>> start Passage shown

BookmarkSubscribeRSS Feed
🔒 This topic is solved and locked. Need further help from the community? Please sign in and ask a new question.
Jack_Sabbath
Calcite | Level 5

Hello SAS community,

 

I am new to SAS programming. I have a data set with say, 20 variables. Suppose that I want to set up a one-to-one correspondence between these variables and variables called x_1, x_2,...,x_20. I have more of a mathematical background and find it is much easier to perform calculations and other procedures when we refer to the ith variable as x_i rather than ith-variable-name, which in my view streamlines subsequent programming. From what I understand, these data sets are essentially matrices, in something like MATLAB one can specify a column (variable) simply as x(:,j), this is where my intuition is coming from, however I am struggling to find similar analogies in SAS.  

 

Is there a straight forward way to map k non-indexed variables {var,bar,car,....,zar} to {x1,x2,...,xk} and back again?

Another question: Does there exist a function which I can apply to a data set which returns the number of variables?

 

Thank you for taking the time to read this

1 ACCEPTED SOLUTION

Accepted Solutions
ChrisNZ
Tourmaline | Level 20

The double dash syntax might help you to make arrays perfectly dynamic.

Consider this:

 

data NEW;
  FIRST_VAR=1;
  set SASHELP.CLASS(obs=1);
  LAST_VAR=1;
  array NUM_VARS[*] FIRST_VAR - numeric   - LAST_VAR;
  array CHR_VARS[*] FIRST_VAR - character - LAST_VAR;
  putlog '***NUM VARS***';
  do I=2 to dim(NUM_VARS)-1;  %* ignore first and last num as they are not in the data set;
    putlog NUM_VARS[I]=;
  end;
  putlog '***CHAR VARS***';
  do I=1 to dim(CHR_VARS);
    putlog CHR_VARS[I]=;
  end;
run;

***NUM VARS***
Age=14
Height=69
Weight=112.5
***CHAR VARS***
Name=Alfred
Sex=M

  

Note how the array only picks up variables already in the PDV when defined. Variable I is not in the array.

>> end Passage shown
>> start Information given

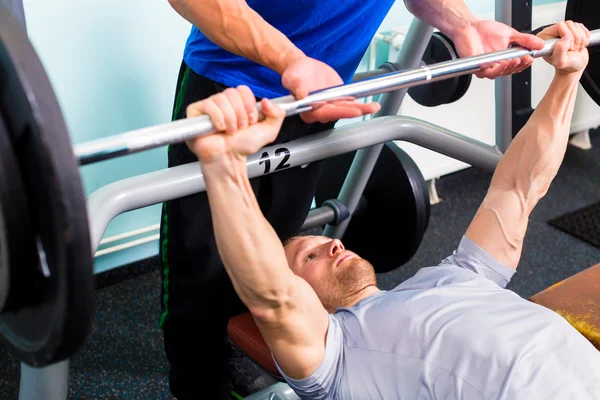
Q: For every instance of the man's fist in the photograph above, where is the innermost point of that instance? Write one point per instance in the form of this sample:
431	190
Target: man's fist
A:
570	53
236	119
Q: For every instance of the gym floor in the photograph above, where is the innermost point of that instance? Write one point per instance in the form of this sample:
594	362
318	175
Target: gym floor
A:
124	359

>> end Information given

__Set problem__: Write the next part of the SAS forum thread on mapping variables to indexed names, picking up after its last sentence. The records have nothing to do with the text.

__The reply__:
View solution in original post

8 REPLIES 8
PeterClemmensen
Tourmaline | Level 20

It sounds like arrays will help you a lot.. 

data _null_;
array x{*} var bar car zar;
run;

 

In the code above, x[1]=var, x[2]=bar and so on.. Here, I assume that var, bar, bar and zar are all same-type variables, ie. either all character or all numeric.

 

 

In regards to your last question

 

data _null_;
nvars=attrn(open("sashelp.class"),"NVARS"); 
put nvars;
run;

 

Tom
Super User Tom
Super User

You need to explain what you are trying to do to see if there are easier ways to do it. 

 

For example there might not be any need to create meaningful names for the variables if you don't need them.  Just name the variables var1, var2, var3, etc.

 

Or you might have made a wide format data set say with by week measures (week1, week2, week3, ...) when really your data is more naturally modeled as two variable (Week, Value) and multiple observations.

Jack_Sabbath
Calcite | Level 5

My apologies for not making my problem clearer. Suppose that I would like to perform logistic regression on some variables in a data set. Ideally I would like to avoid the brute force method of typing each variable individually. I am following the method described in the following blog post: https://blogs.sas.com/content/iml/2017/02/13/run-1000-regressions.html. Now, the variables which I am considering do not have the convenient names x1,x2,..,xk as in the blog post, they have names like 'aar', 'bar', 'car'... ect. Suppose, for example, I would like to drop the first 5 variables without explicitly writing a drop statement identifying the names of these variables. Instead, I would prefer to write something in the spirit of "drop x1-x5" as the position the variable in the list is what is of interest to me. Moreover, I would also prefer to not have to explicitly type in the explicit name of the variables when defining the array. I would like to take the variables in the data set and feed them into an array or even a copy of the original data set with the variables renamed to x1 to xk, where k is the number of variables.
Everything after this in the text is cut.